§ SET TASK: Copy the lines word for word, starting at the first line and ending after the line that contains "181 109 L 168". Omit the pictures from your answer.

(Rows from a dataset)

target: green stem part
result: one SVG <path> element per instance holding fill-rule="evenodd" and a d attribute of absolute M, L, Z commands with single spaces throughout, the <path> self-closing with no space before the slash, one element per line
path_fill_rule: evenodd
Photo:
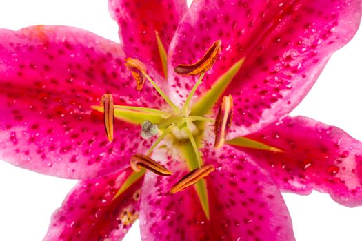
<path fill-rule="evenodd" d="M 192 136 L 192 133 L 191 133 L 188 127 L 185 128 L 185 130 L 188 134 L 190 141 L 191 142 L 191 145 L 192 145 L 192 148 L 194 149 L 196 158 L 197 159 L 199 167 L 201 167 L 202 166 L 202 161 L 201 158 L 200 157 L 200 152 L 199 151 L 199 148 L 197 148 L 197 145 L 196 144 L 195 138 L 194 138 L 194 136 Z"/>
<path fill-rule="evenodd" d="M 181 109 L 168 98 L 168 96 L 161 90 L 161 88 L 157 85 L 156 83 L 144 72 L 142 72 L 142 74 L 143 74 L 143 76 L 150 81 L 150 83 L 152 85 L 152 86 L 156 89 L 157 92 L 163 98 L 163 99 L 170 105 L 170 107 L 174 109 L 176 113 L 180 113 Z"/>

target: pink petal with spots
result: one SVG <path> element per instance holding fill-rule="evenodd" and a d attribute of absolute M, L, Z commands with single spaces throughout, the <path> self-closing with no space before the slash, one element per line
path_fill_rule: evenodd
<path fill-rule="evenodd" d="M 132 152 L 150 145 L 141 127 L 116 120 L 109 143 L 103 114 L 91 106 L 105 93 L 119 105 L 163 102 L 150 86 L 135 90 L 123 56 L 117 43 L 79 29 L 1 30 L 0 159 L 77 179 L 128 166 Z"/>
<path fill-rule="evenodd" d="M 143 178 L 112 199 L 131 172 L 79 182 L 53 214 L 44 240 L 121 240 L 138 218 Z"/>
<path fill-rule="evenodd" d="M 287 191 L 329 193 L 336 202 L 362 205 L 362 143 L 341 129 L 303 116 L 285 117 L 248 138 L 283 151 L 243 149 Z"/>
<path fill-rule="evenodd" d="M 175 33 L 170 70 L 194 63 L 221 39 L 219 60 L 199 94 L 243 57 L 228 86 L 234 123 L 230 136 L 255 132 L 290 112 L 303 99 L 332 54 L 355 34 L 361 0 L 194 1 Z M 176 103 L 188 95 L 194 78 L 170 72 Z"/>
<path fill-rule="evenodd" d="M 186 3 L 185 0 L 108 0 L 125 54 L 139 59 L 163 75 L 154 32 L 159 32 L 167 51 L 186 12 Z"/>
<path fill-rule="evenodd" d="M 212 145 L 210 147 L 212 148 Z M 147 173 L 142 187 L 140 223 L 145 240 L 294 240 L 283 198 L 268 174 L 241 151 L 224 147 L 204 150 L 216 170 L 207 181 L 210 218 L 205 216 L 194 187 L 170 194 L 187 173 L 172 160 L 174 175 Z"/>

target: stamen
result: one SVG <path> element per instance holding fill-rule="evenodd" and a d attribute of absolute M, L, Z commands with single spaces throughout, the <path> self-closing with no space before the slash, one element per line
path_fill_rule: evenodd
<path fill-rule="evenodd" d="M 232 97 L 224 96 L 215 119 L 215 148 L 220 148 L 226 139 L 232 120 Z"/>
<path fill-rule="evenodd" d="M 161 176 L 170 176 L 172 173 L 159 165 L 156 160 L 143 154 L 135 154 L 131 158 L 130 165 L 134 171 L 140 171 L 141 167 L 144 167 L 148 170 L 154 172 Z"/>
<path fill-rule="evenodd" d="M 205 76 L 205 73 L 201 74 L 197 81 L 195 83 L 195 85 L 192 87 L 192 90 L 190 92 L 190 94 L 188 94 L 188 98 L 186 98 L 186 101 L 185 101 L 185 105 L 183 105 L 183 108 L 182 109 L 182 112 L 184 115 L 188 115 L 188 109 L 190 103 L 191 102 L 191 99 L 192 99 L 192 97 L 194 96 L 194 94 L 195 94 L 196 90 L 199 87 L 199 85 L 200 85 L 202 83 L 202 79 L 203 78 L 203 76 Z"/>
<path fill-rule="evenodd" d="M 191 65 L 179 65 L 174 72 L 180 75 L 199 75 L 209 70 L 221 51 L 221 41 L 218 40 L 209 48 L 205 55 L 197 62 Z"/>
<path fill-rule="evenodd" d="M 144 139 L 149 139 L 159 133 L 159 127 L 150 120 L 145 120 L 142 123 L 142 131 L 141 136 Z"/>
<path fill-rule="evenodd" d="M 132 72 L 132 75 L 136 80 L 136 89 L 142 90 L 145 83 L 145 77 L 143 72 L 145 72 L 145 67 L 142 62 L 137 59 L 126 58 L 125 59 L 125 65 Z"/>
<path fill-rule="evenodd" d="M 171 187 L 170 192 L 171 194 L 174 194 L 177 192 L 183 191 L 197 182 L 200 179 L 205 178 L 210 172 L 212 172 L 214 170 L 215 167 L 212 165 L 207 165 L 201 168 L 197 168 L 189 172 L 180 180 L 176 182 L 176 184 Z"/>
<path fill-rule="evenodd" d="M 145 65 L 137 59 L 132 59 L 132 58 L 126 58 L 125 59 L 125 66 L 127 66 L 127 68 L 132 71 L 132 74 L 136 79 L 136 82 L 137 83 L 137 90 L 142 89 L 142 87 L 143 86 L 143 84 L 145 83 L 145 79 L 143 77 L 145 77 L 148 81 L 152 85 L 153 87 L 159 92 L 160 96 L 163 98 L 165 101 L 166 101 L 170 106 L 174 109 L 174 110 L 177 113 L 180 113 L 181 110 L 180 109 L 171 101 L 170 98 L 161 90 L 161 88 L 156 84 L 156 83 L 146 73 L 146 69 Z M 141 83 L 140 84 L 140 88 L 139 89 L 139 83 Z"/>
<path fill-rule="evenodd" d="M 113 140 L 113 122 L 114 120 L 114 103 L 112 94 L 103 94 L 101 98 L 101 105 L 103 106 L 105 135 L 110 143 Z"/>

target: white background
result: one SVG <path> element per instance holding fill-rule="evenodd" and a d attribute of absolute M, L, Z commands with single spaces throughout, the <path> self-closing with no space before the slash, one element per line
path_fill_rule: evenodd
<path fill-rule="evenodd" d="M 0 28 L 17 30 L 36 24 L 77 26 L 119 41 L 106 0 L 0 0 Z M 362 140 L 361 56 L 360 30 L 333 56 L 292 114 L 339 126 Z M 41 240 L 51 214 L 75 183 L 0 161 L 0 240 Z M 362 207 L 347 208 L 319 193 L 283 196 L 297 240 L 362 240 Z M 125 240 L 140 240 L 139 233 L 137 223 Z"/>

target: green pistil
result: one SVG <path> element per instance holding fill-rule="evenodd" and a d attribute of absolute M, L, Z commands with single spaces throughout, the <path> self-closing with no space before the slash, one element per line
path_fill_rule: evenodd
<path fill-rule="evenodd" d="M 159 129 L 162 129 L 162 128 L 167 127 L 171 124 L 182 120 L 183 118 L 184 118 L 183 116 L 173 116 L 168 118 L 167 119 L 162 120 L 158 122 L 157 124 Z"/>
<path fill-rule="evenodd" d="M 199 167 L 201 167 L 203 163 L 202 163 L 201 158 L 200 157 L 200 152 L 199 151 L 199 148 L 197 147 L 197 144 L 196 143 L 195 138 L 194 138 L 192 133 L 191 133 L 191 132 L 188 129 L 188 127 L 186 127 L 185 130 L 186 133 L 188 134 L 188 138 L 190 139 L 190 141 L 191 142 L 191 145 L 192 145 L 192 148 L 194 149 L 195 156 L 197 160 L 197 164 L 199 165 Z"/>
<path fill-rule="evenodd" d="M 151 83 L 151 85 L 152 85 L 152 86 L 154 87 L 154 89 L 156 89 L 156 90 L 157 91 L 157 92 L 159 92 L 160 96 L 161 96 L 162 98 L 163 98 L 163 99 L 168 103 L 168 105 L 170 105 L 170 106 L 172 107 L 174 111 L 176 113 L 180 113 L 181 112 L 180 108 L 179 108 L 172 102 L 172 101 L 171 101 L 171 99 L 170 98 L 168 98 L 168 96 L 165 94 L 165 92 L 163 92 L 162 91 L 162 90 L 161 90 L 161 88 L 157 85 L 157 84 L 156 83 L 154 83 L 154 81 L 152 81 L 152 79 L 148 76 L 148 74 L 147 74 L 144 72 L 142 72 L 142 74 L 148 80 L 148 81 L 150 81 L 150 83 Z"/>
<path fill-rule="evenodd" d="M 147 151 L 146 156 L 149 156 L 153 150 L 157 147 L 157 145 L 163 140 L 165 137 L 166 137 L 167 135 L 168 135 L 172 131 L 172 127 L 170 126 L 168 128 L 167 128 L 162 134 L 159 136 L 157 140 L 154 141 L 154 143 L 152 144 L 148 151 Z"/>
<path fill-rule="evenodd" d="M 190 121 L 201 120 L 205 122 L 211 122 L 212 123 L 215 122 L 215 120 L 213 118 L 199 116 L 190 116 L 187 117 L 187 119 Z"/>
<path fill-rule="evenodd" d="M 190 92 L 190 94 L 188 96 L 188 98 L 186 98 L 186 101 L 185 101 L 185 105 L 183 105 L 183 108 L 182 109 L 182 113 L 187 116 L 188 114 L 188 112 L 189 109 L 189 105 L 190 103 L 191 102 L 191 100 L 192 99 L 192 97 L 195 94 L 196 90 L 199 87 L 199 85 L 200 85 L 202 83 L 202 79 L 203 78 L 203 76 L 205 76 L 205 73 L 202 74 L 200 77 L 199 77 L 199 79 L 195 83 L 195 85 L 194 85 L 194 87 L 191 91 Z"/>

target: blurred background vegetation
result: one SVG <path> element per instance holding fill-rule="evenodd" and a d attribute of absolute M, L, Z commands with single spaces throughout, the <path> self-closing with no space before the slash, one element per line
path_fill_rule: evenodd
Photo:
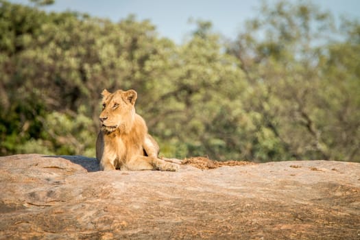
<path fill-rule="evenodd" d="M 0 0 L 0 155 L 95 156 L 100 93 L 135 89 L 160 156 L 360 162 L 360 24 L 263 3 L 235 40 L 210 22 L 184 43 Z"/>

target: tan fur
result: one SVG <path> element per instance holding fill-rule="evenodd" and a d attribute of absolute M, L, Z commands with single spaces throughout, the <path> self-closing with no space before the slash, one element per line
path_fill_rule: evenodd
<path fill-rule="evenodd" d="M 158 145 L 147 133 L 144 119 L 135 112 L 136 92 L 104 90 L 101 95 L 101 128 L 96 141 L 101 170 L 178 170 L 178 165 L 158 158 Z"/>

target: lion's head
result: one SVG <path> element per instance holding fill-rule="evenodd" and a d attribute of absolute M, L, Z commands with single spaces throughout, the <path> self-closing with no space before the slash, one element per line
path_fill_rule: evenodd
<path fill-rule="evenodd" d="M 118 90 L 111 93 L 105 89 L 101 95 L 103 110 L 99 116 L 101 130 L 110 133 L 119 129 L 126 132 L 134 121 L 136 92 L 134 90 Z"/>

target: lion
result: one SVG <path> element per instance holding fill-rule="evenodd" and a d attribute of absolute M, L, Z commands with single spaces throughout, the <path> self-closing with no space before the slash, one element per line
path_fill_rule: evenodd
<path fill-rule="evenodd" d="M 178 171 L 178 165 L 158 158 L 159 147 L 135 112 L 134 90 L 101 93 L 101 129 L 96 140 L 100 169 Z"/>

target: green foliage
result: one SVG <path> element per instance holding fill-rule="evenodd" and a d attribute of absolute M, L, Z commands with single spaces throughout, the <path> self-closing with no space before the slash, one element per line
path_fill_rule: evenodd
<path fill-rule="evenodd" d="M 134 16 L 0 0 L 0 154 L 94 156 L 106 88 L 138 92 L 160 155 L 360 161 L 359 23 L 338 32 L 328 13 L 285 1 L 261 12 L 230 44 L 196 21 L 176 45 Z"/>

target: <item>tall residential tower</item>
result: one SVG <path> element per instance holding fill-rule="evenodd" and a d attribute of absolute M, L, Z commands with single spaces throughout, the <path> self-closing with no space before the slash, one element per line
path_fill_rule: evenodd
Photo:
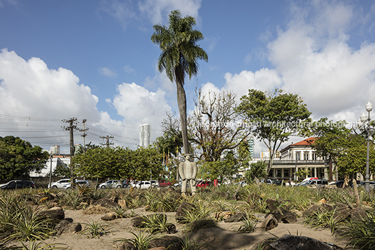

§ TASK RESULT:
target: green stem part
result: one SVG <path> element per instance holding fill-rule="evenodd" and a d attribute of absolute M, L, Z commands with single spaces throughout, the <path> self-closing with no space before the slash, one element per line
path_fill_rule: evenodd
Photo:
<path fill-rule="evenodd" d="M 192 136 L 192 133 L 191 133 L 188 127 L 185 128 L 185 130 L 188 134 L 190 141 L 191 142 L 191 145 L 192 145 L 192 148 L 194 149 L 196 158 L 197 159 L 199 167 L 201 167 L 202 166 L 202 161 L 201 158 L 200 157 L 200 152 L 199 151 L 199 148 L 197 148 L 197 145 L 196 144 L 195 138 L 194 138 L 194 136 Z"/>
<path fill-rule="evenodd" d="M 181 109 L 168 98 L 168 96 L 161 90 L 161 88 L 157 85 L 156 83 L 144 72 L 142 72 L 142 74 L 143 74 L 143 76 L 150 81 L 150 83 L 152 85 L 152 86 L 156 89 L 157 92 L 163 98 L 163 99 L 170 105 L 170 107 L 174 109 L 176 113 L 180 113 Z"/>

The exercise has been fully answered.